[EXERCISE DIRECTIONS]:
Your task is to extract the lines from the one holding "Could you please indicate the bar stool leg" through the end of the material. Set them down exactly and add nothing.
Begin DATA TO PROCESS
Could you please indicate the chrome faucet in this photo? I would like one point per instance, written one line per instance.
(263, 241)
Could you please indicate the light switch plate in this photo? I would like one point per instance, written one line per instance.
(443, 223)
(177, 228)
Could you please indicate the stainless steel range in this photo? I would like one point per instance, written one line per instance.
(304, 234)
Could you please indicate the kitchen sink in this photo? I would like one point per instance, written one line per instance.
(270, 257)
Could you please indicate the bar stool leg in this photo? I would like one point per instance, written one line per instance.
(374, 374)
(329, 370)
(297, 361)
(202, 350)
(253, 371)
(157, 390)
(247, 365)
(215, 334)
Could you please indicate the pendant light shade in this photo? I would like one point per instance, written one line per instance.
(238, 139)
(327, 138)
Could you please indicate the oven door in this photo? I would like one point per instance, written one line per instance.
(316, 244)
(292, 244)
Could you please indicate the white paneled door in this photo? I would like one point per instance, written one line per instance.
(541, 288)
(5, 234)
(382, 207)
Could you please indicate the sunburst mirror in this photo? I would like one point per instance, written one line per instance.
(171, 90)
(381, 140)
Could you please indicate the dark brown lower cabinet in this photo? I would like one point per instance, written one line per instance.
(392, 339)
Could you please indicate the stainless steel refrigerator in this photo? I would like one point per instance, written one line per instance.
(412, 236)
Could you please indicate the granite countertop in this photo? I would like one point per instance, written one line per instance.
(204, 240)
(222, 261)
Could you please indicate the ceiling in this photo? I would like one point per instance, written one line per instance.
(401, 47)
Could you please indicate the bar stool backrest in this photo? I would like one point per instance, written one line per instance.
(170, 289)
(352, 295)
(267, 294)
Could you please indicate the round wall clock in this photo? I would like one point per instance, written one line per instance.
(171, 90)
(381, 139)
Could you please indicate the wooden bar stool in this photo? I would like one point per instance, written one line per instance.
End DATA TO PROCESS
[ANSWER FOR THIS EXERCISE]:
Could you please indicate the bar stool leg in this photo? I would like one point per instance, written one line per instance.
(374, 374)
(329, 370)
(297, 361)
(202, 350)
(253, 371)
(157, 390)
(247, 365)
(215, 334)
Could you please indicate the pendant light shade in this photo? I would like one point per instance, written one line per instance.
(238, 139)
(327, 138)
Could you please indicate the oven door in this photo? I would like one point per instance, written one line per instance.
(316, 244)
(292, 244)
Could you please indicate the white paneled door in this photo? I would like one point per instance, written one line per instance.
(541, 288)
(5, 234)
(382, 207)
Could you please indicate the sunburst mirror in this photo? I would like one point per instance, written one line per instance.
(171, 90)
(381, 140)
Could you please indicate the dark brown lower cabinet in this photo? I would like one point per instance, written one line per instance.
(392, 339)
Could you please indicate the stainless steel refrigerator in this photo? I would like one point per instance, written one line per instance.
(412, 236)
Could you please indicate the granite countertop in this photo? I would like one point per instance, written one line per instance.
(204, 240)
(222, 261)
Could you please indicate the ceiling in this photo? I would like one point per instance, written one line per instance.
(401, 47)
Could you please indicate the bar stool backrest in this photo? I would like one point per instance, written one line per instance.
(170, 289)
(352, 295)
(267, 294)
Could you please indicate the round wall clock in this photo? I would like one point per instance, written one line per instance.
(171, 90)
(381, 139)
Could you please indicate the wooden bar stool in this photo? I would like one point per instance, written one line per instance.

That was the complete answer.